══ Information supplied

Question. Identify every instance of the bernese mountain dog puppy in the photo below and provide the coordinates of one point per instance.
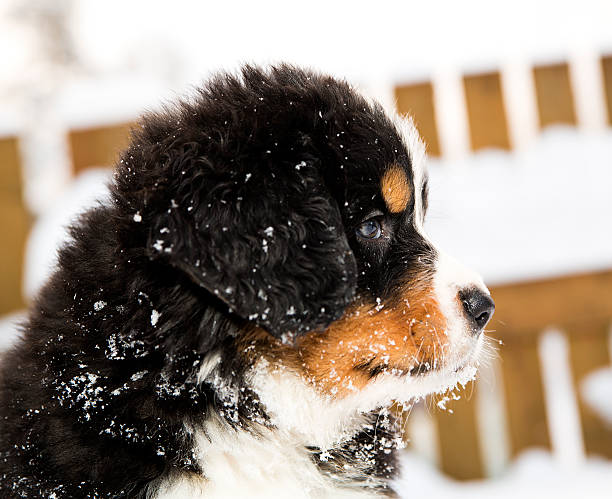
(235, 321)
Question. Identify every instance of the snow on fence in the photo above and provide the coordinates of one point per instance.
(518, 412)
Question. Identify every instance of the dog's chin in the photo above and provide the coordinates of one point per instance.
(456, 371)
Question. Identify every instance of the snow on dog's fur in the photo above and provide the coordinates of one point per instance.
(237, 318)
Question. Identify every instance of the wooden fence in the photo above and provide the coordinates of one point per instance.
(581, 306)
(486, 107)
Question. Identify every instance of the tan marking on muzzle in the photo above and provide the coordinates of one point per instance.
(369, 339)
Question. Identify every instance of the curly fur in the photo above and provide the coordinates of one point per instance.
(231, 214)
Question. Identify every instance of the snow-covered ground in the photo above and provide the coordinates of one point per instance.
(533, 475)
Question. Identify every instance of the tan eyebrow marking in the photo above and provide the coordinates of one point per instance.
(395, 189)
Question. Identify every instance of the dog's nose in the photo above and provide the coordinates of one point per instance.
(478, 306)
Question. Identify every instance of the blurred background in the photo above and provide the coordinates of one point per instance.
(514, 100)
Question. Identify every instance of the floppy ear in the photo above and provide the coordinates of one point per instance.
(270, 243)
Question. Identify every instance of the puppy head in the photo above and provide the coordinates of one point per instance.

════
══ Information supplied

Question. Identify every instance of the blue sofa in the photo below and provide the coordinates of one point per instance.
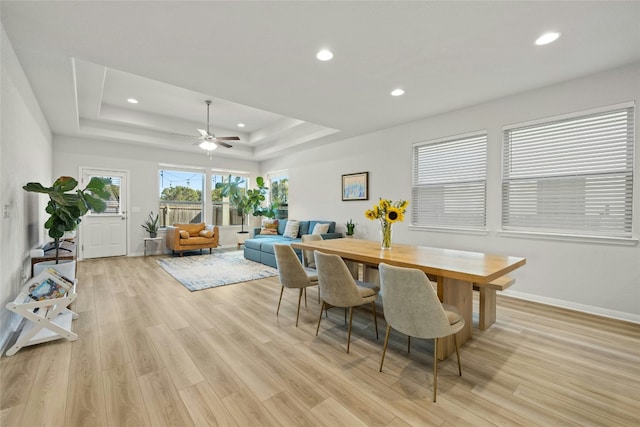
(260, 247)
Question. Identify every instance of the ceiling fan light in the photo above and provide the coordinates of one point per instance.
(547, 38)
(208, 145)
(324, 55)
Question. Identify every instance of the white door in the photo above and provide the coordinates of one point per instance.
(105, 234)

════

* **Task statement**:
Rewrite the data above from the line that has "Question. Identify every instance of the snow-covered" through the line that has "Question. Identify every instance of the puppy", keeping every request line unchanged. Offset each answer's coordinates by adding 47 to both numbers in every pair.

* **Worked solution**:
Question. Identify every instance of the snow-covered ground in the photo above and provide the coordinates of one point per instance.
(580, 522)
Question. Identify every instance of the tan eyebrow marking in the photo above and provide the coordinates of one point per instance.
(442, 236)
Question. Identify every instance of the dog's nose in the photo above and provide the coordinates of one point per instance.
(525, 353)
Question. Identify every instance of the blurred background in the photo above and provide the coordinates of one point per instance.
(561, 147)
Question. Identify every instance of the floppy ear in the photo above and provide the coordinates of one point per instance.
(317, 290)
Question. Identify every instance of the puppy head in the photo above and provide the coordinates of one point per instance.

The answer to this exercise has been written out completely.